**AIM OF THE EXERCISE**
Whenever a line in this data holds the word "below", report that line in full.

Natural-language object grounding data
==*==
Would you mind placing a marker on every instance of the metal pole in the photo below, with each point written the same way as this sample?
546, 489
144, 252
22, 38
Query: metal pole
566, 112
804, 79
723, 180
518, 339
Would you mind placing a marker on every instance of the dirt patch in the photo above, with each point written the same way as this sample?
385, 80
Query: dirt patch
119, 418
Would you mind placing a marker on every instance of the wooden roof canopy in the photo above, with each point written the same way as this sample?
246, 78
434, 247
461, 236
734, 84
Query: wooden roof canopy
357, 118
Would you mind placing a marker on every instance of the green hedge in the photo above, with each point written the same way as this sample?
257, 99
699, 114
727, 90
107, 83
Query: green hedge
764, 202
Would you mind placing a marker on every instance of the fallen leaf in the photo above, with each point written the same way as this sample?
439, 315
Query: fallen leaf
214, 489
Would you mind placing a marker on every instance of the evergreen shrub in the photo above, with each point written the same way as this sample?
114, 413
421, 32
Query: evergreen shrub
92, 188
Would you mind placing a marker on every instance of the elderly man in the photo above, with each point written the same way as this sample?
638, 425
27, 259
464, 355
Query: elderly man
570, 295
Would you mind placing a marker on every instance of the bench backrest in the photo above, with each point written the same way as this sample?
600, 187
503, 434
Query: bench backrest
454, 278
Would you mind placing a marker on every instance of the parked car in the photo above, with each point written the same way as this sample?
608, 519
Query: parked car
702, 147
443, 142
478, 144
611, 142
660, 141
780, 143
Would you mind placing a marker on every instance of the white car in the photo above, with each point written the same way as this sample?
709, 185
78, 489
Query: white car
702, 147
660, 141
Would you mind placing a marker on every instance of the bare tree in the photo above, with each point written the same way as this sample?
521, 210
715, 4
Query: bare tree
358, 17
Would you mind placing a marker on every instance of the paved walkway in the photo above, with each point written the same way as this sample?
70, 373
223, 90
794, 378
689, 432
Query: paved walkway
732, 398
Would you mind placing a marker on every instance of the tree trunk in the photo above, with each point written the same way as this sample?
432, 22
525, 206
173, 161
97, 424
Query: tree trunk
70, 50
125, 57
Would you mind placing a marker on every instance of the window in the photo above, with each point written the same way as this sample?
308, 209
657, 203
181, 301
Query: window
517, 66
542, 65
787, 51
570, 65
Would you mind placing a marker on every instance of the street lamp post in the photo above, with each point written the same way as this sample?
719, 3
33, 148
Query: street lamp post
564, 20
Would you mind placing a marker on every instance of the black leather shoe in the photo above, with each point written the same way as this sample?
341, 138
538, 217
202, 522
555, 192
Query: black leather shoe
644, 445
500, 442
==*==
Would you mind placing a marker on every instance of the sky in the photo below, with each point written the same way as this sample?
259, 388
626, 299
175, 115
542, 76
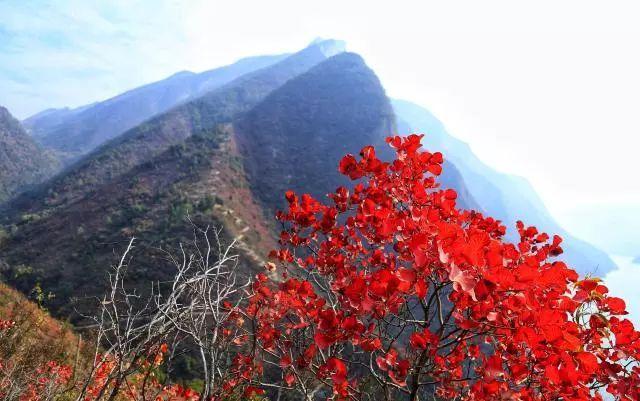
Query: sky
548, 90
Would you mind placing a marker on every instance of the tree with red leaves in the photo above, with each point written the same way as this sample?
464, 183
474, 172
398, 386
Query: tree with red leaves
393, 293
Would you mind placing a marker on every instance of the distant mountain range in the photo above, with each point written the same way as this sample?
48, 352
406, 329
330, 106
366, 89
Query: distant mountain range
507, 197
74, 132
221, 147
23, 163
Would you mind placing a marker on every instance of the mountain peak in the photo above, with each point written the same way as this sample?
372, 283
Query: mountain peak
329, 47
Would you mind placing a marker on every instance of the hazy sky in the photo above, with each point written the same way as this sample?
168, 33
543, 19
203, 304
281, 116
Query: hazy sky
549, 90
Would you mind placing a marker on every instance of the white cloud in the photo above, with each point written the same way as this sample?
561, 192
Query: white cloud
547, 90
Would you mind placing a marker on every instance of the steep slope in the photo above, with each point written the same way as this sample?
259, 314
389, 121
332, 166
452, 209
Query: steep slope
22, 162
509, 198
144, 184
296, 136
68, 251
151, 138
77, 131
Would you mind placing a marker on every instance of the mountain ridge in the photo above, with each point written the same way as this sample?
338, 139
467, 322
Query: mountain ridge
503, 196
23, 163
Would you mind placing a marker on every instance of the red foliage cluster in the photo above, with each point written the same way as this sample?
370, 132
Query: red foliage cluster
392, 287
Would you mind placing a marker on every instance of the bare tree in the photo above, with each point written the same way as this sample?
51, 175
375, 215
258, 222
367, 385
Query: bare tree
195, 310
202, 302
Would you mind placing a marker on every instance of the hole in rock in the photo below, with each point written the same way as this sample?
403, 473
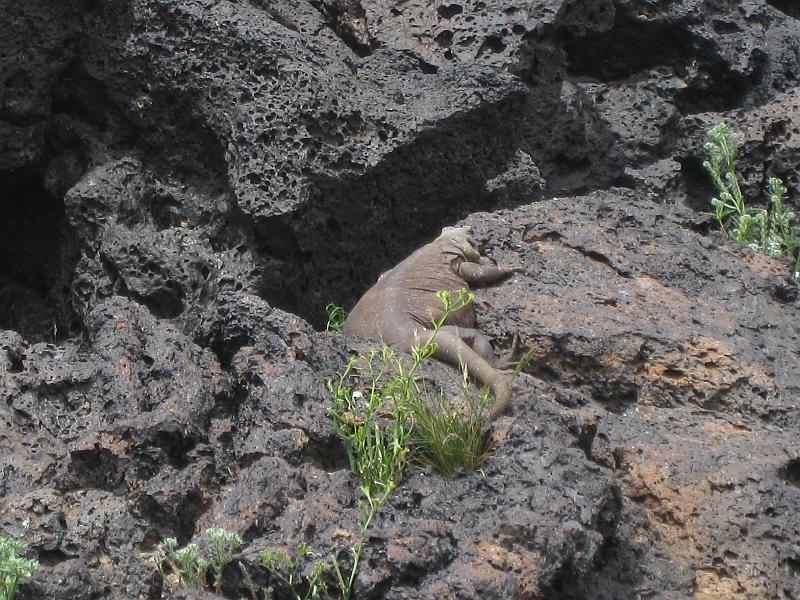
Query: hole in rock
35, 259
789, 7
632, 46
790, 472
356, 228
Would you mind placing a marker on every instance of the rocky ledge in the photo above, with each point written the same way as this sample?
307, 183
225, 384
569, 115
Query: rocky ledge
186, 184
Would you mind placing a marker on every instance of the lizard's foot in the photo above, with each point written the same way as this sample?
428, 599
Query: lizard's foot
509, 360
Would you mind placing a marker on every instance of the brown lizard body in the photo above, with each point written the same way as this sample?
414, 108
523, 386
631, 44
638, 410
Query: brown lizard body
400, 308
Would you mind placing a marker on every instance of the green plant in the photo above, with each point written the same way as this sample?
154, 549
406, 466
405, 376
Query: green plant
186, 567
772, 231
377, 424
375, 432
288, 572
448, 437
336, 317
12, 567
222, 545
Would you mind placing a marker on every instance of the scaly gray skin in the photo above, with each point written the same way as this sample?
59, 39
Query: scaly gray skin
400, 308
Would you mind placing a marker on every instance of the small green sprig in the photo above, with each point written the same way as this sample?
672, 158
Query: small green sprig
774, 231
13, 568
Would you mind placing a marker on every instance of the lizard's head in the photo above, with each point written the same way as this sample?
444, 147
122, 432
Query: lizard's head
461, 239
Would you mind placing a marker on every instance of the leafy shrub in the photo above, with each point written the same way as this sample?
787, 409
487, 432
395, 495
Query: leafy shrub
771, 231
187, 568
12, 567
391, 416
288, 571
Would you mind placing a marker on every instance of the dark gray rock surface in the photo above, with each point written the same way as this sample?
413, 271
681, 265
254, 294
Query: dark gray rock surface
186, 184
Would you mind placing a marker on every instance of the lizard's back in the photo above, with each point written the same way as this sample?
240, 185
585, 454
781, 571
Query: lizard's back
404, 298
==*==
**RESULT**
Would you mind placing a marker on every instance of the metal pole in the photo below, with each point written the same way as this sample?
Would you mind placing a marker on every instance of the sky in the photo below, with each point written the same way as this sample?
Would you mind placing a marker on every instance of the hole in rock in the photo below, with each point written the same way as this sample?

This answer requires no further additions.